Copy out every line of the data that has the word "stone" somewhere in it.

(Items from a dataset)
- - - -
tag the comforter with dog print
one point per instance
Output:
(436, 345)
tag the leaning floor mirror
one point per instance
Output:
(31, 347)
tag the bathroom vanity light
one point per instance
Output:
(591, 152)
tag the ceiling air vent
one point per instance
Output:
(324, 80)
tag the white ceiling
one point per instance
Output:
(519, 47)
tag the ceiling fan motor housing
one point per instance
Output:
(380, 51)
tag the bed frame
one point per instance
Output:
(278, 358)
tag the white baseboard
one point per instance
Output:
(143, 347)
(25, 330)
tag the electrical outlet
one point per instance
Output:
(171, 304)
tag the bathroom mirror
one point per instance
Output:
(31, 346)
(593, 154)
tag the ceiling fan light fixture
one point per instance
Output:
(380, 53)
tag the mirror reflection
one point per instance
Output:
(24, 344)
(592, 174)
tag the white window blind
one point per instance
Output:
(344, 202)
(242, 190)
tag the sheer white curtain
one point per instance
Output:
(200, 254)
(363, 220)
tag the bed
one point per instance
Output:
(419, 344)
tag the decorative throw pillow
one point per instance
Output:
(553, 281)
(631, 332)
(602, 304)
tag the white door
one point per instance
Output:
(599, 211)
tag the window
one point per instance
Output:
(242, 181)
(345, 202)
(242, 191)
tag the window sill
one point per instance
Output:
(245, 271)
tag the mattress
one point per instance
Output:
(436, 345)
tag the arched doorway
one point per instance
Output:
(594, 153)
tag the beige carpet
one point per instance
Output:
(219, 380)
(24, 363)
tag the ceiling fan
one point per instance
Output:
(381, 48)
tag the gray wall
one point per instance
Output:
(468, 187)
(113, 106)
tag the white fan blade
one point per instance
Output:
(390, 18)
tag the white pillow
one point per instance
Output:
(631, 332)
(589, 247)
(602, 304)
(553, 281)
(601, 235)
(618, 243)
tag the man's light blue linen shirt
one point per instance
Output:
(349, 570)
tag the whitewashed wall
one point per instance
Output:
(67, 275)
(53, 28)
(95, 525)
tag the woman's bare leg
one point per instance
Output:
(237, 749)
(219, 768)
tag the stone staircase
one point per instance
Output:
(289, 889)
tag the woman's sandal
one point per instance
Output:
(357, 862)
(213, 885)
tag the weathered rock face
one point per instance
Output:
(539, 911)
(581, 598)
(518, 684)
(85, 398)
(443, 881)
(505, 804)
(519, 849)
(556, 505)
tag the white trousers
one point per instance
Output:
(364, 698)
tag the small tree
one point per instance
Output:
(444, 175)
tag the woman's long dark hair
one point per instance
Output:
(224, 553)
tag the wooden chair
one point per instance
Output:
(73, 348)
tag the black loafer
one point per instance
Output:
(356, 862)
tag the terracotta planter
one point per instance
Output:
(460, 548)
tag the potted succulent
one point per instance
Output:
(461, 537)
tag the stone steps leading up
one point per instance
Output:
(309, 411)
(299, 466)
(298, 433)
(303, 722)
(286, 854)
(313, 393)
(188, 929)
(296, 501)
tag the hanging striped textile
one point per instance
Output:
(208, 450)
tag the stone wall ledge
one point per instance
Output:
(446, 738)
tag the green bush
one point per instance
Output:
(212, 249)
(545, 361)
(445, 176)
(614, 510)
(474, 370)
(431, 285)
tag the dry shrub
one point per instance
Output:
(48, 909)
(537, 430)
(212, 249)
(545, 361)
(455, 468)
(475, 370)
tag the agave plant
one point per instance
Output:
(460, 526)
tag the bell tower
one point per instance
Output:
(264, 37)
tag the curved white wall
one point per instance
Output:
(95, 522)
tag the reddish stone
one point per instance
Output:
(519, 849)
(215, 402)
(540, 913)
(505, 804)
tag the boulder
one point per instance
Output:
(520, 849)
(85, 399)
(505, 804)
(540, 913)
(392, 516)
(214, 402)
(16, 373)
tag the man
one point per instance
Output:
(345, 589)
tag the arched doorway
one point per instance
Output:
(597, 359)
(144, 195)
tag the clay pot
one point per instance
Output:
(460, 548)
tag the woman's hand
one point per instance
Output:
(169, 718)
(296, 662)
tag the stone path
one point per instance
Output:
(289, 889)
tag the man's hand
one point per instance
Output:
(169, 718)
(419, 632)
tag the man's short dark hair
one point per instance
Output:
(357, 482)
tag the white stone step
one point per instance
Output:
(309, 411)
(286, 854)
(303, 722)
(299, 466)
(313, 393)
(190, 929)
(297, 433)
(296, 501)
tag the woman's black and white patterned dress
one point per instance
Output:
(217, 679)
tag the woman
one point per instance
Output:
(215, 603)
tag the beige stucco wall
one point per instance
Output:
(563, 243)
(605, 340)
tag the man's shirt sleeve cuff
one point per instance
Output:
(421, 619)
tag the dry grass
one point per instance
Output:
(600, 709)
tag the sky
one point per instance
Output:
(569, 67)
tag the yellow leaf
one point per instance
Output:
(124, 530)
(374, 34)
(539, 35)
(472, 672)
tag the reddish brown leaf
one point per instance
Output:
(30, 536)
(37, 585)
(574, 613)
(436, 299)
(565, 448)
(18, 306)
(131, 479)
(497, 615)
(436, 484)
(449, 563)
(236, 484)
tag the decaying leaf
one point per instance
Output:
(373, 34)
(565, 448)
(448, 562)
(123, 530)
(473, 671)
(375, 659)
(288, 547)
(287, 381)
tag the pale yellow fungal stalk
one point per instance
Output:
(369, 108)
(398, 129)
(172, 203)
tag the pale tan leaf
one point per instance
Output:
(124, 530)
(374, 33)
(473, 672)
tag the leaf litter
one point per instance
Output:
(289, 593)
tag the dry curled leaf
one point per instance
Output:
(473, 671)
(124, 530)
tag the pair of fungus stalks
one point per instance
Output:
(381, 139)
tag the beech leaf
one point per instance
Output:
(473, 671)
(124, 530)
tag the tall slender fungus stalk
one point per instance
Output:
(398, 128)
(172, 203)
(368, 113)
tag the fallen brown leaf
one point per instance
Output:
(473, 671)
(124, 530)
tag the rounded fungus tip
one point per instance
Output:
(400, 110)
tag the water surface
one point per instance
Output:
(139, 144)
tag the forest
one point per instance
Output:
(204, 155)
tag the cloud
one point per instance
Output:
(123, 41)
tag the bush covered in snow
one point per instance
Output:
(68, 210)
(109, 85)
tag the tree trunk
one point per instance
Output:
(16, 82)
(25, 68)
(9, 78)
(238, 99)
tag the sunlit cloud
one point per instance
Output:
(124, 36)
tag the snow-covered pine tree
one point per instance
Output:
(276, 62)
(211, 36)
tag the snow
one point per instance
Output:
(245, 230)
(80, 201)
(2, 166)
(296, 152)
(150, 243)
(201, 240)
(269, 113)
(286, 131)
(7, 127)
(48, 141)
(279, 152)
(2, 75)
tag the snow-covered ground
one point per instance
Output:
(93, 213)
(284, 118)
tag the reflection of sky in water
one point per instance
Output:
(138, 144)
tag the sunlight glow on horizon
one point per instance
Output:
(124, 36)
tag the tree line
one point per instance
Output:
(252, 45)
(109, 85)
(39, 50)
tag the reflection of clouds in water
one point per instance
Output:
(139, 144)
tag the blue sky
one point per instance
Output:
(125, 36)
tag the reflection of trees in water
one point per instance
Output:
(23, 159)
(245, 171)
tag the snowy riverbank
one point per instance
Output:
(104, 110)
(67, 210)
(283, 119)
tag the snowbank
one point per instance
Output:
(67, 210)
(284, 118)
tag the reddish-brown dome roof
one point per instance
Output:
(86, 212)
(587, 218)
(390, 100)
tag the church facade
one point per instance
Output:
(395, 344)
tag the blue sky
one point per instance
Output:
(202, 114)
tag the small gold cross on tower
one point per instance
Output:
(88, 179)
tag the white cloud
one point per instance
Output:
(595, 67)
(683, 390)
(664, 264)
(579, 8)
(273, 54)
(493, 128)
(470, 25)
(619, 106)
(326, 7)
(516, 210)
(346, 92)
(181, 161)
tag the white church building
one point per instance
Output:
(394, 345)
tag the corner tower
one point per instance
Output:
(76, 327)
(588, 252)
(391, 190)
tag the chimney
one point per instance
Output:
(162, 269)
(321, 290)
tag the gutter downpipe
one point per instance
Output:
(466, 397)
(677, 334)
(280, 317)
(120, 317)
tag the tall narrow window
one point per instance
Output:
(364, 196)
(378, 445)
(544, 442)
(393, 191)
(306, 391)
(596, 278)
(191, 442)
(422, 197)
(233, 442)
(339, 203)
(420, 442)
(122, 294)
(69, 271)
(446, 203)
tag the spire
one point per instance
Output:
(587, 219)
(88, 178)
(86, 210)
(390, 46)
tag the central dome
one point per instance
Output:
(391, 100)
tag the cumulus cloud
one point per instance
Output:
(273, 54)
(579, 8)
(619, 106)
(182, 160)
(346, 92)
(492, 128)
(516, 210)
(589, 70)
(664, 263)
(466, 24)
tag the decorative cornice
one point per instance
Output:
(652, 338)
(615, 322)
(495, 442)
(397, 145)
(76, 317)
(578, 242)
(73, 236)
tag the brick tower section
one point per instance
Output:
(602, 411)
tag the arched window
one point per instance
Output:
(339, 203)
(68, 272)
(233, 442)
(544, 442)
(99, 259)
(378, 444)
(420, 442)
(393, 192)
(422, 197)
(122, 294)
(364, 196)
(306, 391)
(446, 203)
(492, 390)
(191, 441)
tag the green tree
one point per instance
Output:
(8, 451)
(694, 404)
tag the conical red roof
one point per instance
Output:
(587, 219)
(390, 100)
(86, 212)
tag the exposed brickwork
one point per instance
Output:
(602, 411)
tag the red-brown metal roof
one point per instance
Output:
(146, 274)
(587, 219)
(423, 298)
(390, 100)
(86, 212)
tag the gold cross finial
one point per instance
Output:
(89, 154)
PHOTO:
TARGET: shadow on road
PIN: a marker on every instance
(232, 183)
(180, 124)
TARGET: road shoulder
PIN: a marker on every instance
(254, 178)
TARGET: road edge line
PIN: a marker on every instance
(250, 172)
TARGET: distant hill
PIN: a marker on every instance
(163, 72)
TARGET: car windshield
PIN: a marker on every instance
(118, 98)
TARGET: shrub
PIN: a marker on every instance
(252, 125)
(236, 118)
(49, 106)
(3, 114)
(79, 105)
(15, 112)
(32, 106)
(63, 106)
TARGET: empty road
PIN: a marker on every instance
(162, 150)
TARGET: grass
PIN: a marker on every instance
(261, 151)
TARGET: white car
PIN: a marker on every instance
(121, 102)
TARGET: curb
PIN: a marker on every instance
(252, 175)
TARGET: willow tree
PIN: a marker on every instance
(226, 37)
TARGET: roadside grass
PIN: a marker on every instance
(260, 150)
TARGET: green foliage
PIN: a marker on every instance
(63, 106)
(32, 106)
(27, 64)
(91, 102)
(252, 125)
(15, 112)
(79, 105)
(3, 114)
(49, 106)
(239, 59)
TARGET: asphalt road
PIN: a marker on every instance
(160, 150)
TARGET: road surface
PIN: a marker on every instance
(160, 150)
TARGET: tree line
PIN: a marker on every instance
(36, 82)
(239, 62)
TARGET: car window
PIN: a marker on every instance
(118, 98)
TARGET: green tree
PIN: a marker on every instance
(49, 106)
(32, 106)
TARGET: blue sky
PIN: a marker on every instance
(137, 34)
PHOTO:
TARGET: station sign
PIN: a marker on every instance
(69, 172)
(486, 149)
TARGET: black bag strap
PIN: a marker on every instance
- - - -
▸ Task answer:
tag the stone staircase
tag the stone steps leading up
tag the stone wall ledge
tag the reddish stone
tag the stone path
tag the white stone step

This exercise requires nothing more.